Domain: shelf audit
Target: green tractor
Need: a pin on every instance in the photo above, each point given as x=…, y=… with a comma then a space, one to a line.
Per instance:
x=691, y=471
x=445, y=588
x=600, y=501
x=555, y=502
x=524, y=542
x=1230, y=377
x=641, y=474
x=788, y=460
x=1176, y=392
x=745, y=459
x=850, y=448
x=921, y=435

□ □ □ □ □

** TO DO **
Copy out the entries. Change nothing.

** OUTPUT BELOW **
Domain: shelf audit
Target: green tractor
Need: a pin on every instance in the photo above, each point given as x=…, y=… with a comma then a space, one to a line.
Per instance:
x=691, y=471
x=445, y=588
x=600, y=501
x=555, y=502
x=524, y=542
x=1230, y=377
x=641, y=474
x=788, y=460
x=1176, y=392
x=745, y=459
x=850, y=448
x=921, y=435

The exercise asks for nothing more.